AMG : Oui, M. est resté un mois dans le chantier, enfermé, sans sortir des chantiers. C’était au moment de la fermeture. Toutes les grèves des chantiers, il les a faites. J’ai plein de trucs à la maison, il a gardé plein de choses. Moi qui ne suis pas du tout conservatrice, qui ai l’habitude de virer tout ce qui me dérange dans ma vie, mais ça j’ai gardé parce que ce n’est pas à moi et je ne vire pas ce qui ne m’appartient pas. 

Interviewer : Il faut tout garder parce qu’on espère, qu’un jour, il y aura un centre d’archive des chantiers.
AMG : J’ai gardé tout un tas de choses…

Interviewer : Pour terminer, parlez-moi un peu de la vie à La Seyne. Par exemple, vous m’avez dit que vous alliez au Mai ?
AMG : Non, mes beaux-parents allaient au Mai. Mon beau-père chasse, ils vont au Mai, ma belle-mère monte au Mai. Mais moi je ne monte pas avec elle. Je n’y suis jamais montée.
Moi, je passais mes étés au Père Louis parce que la sœur de ma belle-mère, qui est célibataire, est une amoureuse du bord de l’eau, tout comme moi. Et on passe notre temps à aller au bord de l’eau, tout l’été, avec les enfants à se baigner, rencontrer toutes les copines. On est une vingtaine et on y va.

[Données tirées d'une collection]
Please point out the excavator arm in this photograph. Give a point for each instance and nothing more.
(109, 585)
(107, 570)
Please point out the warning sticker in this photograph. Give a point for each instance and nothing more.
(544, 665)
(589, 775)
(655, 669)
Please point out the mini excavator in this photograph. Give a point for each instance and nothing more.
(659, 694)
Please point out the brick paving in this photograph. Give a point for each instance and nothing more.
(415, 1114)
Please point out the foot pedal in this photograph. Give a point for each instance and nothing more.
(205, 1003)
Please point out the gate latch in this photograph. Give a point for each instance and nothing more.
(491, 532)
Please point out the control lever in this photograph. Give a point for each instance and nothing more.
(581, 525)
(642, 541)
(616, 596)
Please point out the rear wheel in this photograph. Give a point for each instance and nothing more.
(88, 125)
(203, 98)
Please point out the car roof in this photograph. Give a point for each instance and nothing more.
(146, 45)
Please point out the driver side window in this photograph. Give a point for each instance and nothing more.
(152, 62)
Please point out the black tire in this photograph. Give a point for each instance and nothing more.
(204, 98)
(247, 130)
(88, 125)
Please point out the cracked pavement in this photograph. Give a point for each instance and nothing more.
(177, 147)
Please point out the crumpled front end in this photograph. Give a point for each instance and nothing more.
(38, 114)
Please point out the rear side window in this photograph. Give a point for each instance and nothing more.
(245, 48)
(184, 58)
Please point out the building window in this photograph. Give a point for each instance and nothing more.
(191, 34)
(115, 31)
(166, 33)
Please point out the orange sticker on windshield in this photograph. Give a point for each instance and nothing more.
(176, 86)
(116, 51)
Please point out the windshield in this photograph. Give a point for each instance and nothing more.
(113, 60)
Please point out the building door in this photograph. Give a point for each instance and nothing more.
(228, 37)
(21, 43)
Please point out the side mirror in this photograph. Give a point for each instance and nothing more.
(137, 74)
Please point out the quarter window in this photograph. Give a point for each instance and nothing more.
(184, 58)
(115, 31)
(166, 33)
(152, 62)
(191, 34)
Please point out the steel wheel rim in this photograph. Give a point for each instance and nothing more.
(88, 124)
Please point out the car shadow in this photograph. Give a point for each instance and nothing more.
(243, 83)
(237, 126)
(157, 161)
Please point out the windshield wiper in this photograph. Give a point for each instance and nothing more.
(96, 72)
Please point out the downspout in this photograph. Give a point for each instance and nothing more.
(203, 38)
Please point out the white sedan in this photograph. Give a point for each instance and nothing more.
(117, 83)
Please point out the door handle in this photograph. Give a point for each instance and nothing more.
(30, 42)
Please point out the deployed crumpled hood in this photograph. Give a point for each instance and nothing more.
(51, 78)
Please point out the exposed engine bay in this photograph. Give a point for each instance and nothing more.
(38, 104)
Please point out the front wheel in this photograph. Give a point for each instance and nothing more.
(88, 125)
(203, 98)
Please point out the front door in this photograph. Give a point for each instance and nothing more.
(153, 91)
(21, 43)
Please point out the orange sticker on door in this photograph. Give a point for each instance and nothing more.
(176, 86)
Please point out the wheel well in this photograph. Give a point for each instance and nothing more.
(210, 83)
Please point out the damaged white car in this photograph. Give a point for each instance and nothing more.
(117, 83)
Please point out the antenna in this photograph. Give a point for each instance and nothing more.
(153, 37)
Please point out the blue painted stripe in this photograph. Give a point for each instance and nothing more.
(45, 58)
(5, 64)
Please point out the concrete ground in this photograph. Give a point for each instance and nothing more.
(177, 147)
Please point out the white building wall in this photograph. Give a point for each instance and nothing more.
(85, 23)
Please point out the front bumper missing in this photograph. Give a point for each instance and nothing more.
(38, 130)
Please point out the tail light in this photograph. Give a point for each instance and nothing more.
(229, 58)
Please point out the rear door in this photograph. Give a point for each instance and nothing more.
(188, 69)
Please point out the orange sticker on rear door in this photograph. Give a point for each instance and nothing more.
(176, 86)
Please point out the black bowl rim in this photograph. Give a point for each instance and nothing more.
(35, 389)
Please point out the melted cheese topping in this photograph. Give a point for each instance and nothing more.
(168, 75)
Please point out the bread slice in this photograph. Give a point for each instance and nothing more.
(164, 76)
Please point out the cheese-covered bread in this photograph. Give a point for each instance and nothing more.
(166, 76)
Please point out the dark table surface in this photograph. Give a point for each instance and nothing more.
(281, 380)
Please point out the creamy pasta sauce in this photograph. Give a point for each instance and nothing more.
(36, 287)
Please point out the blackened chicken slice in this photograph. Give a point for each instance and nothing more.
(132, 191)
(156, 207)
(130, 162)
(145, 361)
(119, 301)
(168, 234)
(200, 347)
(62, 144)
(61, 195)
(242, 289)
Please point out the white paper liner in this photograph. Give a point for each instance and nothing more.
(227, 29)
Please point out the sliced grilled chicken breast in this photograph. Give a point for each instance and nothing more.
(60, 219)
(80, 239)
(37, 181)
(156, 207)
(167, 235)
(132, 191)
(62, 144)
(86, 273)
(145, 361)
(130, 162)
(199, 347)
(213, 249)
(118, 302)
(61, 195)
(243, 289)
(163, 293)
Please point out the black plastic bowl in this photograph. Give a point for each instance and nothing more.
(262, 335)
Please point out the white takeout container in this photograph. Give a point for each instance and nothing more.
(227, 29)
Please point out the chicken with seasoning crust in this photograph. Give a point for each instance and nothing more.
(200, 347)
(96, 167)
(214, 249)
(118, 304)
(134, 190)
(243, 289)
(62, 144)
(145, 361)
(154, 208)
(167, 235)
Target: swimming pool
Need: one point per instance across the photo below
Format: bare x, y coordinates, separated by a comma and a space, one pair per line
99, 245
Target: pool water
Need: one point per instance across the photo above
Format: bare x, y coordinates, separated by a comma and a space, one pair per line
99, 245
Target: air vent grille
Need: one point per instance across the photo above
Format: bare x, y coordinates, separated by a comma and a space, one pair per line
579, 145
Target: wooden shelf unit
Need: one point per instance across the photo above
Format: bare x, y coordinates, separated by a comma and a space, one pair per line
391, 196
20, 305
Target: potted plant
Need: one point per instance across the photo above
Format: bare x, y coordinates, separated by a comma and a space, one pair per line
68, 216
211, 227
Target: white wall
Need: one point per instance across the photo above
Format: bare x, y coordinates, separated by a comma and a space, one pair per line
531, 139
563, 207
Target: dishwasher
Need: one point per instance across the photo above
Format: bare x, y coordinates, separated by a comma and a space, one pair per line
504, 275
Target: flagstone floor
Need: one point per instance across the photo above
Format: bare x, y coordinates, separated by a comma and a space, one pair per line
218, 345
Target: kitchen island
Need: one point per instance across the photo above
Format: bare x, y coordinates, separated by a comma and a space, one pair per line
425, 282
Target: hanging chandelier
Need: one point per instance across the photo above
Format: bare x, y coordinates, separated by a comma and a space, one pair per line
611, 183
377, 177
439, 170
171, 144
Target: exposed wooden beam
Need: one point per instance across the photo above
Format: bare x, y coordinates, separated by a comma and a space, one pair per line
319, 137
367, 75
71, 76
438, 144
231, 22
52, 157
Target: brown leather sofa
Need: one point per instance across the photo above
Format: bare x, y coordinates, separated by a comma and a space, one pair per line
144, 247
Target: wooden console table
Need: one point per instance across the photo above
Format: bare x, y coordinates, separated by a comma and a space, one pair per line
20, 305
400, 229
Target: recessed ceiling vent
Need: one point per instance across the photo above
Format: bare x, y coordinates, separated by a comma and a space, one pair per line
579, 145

CONSIGNE DE TRAVAIL 1 -> D'après l'extrait, combien de temps M. est-il resté enfermé dans le chantier ?
CONSIGNE DE TRAVAIL 2 -> Recopiez le passage de l'extrait qui va de « Interviewer : Il » jusqu'à « suis jamais montée. ».
Appuyez-vous uniquement sur l'extrait.

RÉPONSE PRODUITE 1 -> Un mois.

RÉPONSE PRODUITE 2 ->
Interviewer : Il faut tout garder parce qu’on espère, qu’un jour, il y aura un centre d’archive des chantiers.
AMG : J’ai gardé tout un tas de choses…

Interviewer : Pour terminer, parlez-moi un peu de la vie à La Seyne. Par exemple, vous m’avez dit que vous alliez au Mai ?
AMG : Non, mes beaux-parents allaient au Mai. Mon beau-père chasse, ils vont au Mai, ma belle-mère monte au Mai. Mais moi je ne monte pas avec elle. Je n’y suis jamais montée.